** begin PROVIDED RECORDS **

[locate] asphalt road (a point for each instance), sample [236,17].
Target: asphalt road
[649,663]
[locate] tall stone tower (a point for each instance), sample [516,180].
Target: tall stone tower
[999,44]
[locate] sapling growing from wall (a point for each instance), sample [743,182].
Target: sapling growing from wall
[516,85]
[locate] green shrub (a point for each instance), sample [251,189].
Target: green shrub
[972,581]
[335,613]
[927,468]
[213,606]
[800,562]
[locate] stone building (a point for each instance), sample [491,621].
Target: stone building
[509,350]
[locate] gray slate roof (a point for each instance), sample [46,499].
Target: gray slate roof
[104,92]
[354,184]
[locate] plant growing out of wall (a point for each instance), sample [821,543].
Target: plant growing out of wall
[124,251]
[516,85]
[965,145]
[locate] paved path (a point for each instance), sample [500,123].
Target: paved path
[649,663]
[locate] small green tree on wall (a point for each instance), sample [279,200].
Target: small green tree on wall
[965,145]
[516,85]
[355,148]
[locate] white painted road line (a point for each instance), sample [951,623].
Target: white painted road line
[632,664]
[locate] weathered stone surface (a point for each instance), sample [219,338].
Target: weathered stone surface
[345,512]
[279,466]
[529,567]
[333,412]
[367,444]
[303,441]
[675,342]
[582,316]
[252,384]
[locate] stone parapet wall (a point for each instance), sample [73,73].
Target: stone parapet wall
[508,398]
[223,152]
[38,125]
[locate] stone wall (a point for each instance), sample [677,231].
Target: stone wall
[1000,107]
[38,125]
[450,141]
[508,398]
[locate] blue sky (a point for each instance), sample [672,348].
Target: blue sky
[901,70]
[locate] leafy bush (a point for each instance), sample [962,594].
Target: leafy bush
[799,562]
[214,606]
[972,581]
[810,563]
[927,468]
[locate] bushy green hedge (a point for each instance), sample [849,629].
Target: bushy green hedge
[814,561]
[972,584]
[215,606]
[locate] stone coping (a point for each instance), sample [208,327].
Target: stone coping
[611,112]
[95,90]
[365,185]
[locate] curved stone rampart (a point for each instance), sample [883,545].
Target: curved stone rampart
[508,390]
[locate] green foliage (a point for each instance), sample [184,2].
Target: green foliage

** end PROVIDED RECORDS **

# [TASK TO CARRY OUT]
Copy each of these entries line for line, without changing anything.

# [RESULT OF THE EXERCISE]
[locate] asphalt road (a point for each instance), sample [236,17].
Target: asphalt road
[649,663]
[locate] tall stone tower (a point for each instance), sample [516,180].
Target: tall stone tower
[999,44]
[locate] sapling growing from wall (a point for each instance), sample [743,182].
Target: sapling growing from wall
[516,85]
[locate] green shrub (a point for each instance), sample [251,189].
Target: green shrub
[972,581]
[335,613]
[927,468]
[213,606]
[800,562]
[locate] stone building (a point for each instance), sample [491,621].
Target: stone building
[509,350]
[locate] gray slate roof (a point for each instance), sample [46,499].
Target: gray slate roof
[104,92]
[354,184]
[locate] plant growing out of wall (a point for each instance), sample [821,543].
Target: plant growing out of wall
[124,251]
[516,85]
[965,145]
[locate] paved path (a point for each instance), sample [500,123].
Target: paved path
[649,663]
[locate] small green tree on wall (a point for each instance), sample [279,200].
Target: small green tree on wall
[965,145]
[516,85]
[355,148]
[locate] white painted road line (a point for each instance), sample [951,623].
Target: white painted road line
[632,664]
[locate] weathered stone surface (a point for each instance), sample [219,338].
Target: weathered stone surface
[345,512]
[279,466]
[529,567]
[333,412]
[367,444]
[303,441]
[675,342]
[582,316]
[252,384]
[locate] stone parapet wall (a point for each instance), sample [73,73].
Target: stone parapet wall
[508,398]
[223,152]
[38,125]
[locate] stone wall (a point for each instance), sample [677,231].
Target: stone wall
[1000,107]
[38,125]
[450,141]
[508,398]
[locate] blue sky (a point for each instance), sample [672,348].
Target: blue sky
[901,70]
[locate] leafy bush (a point for each instance), sample [962,594].
Target: leafy bush
[799,562]
[214,606]
[972,581]
[810,563]
[927,468]
[locate] bushy green hedge (a point for each instance), sample [849,629].
Target: bushy green hedge
[814,561]
[972,584]
[215,606]
[locate] stone coping (a point for each instance), sample [208,327].
Target: stone coping
[611,112]
[95,90]
[365,185]
[locate] curved stone rampart (a point for each instance), sample [883,545].
Target: curved stone rampart
[508,390]
[locate] green foliage (a point for each instance), sample [184,2].
Target: green foliage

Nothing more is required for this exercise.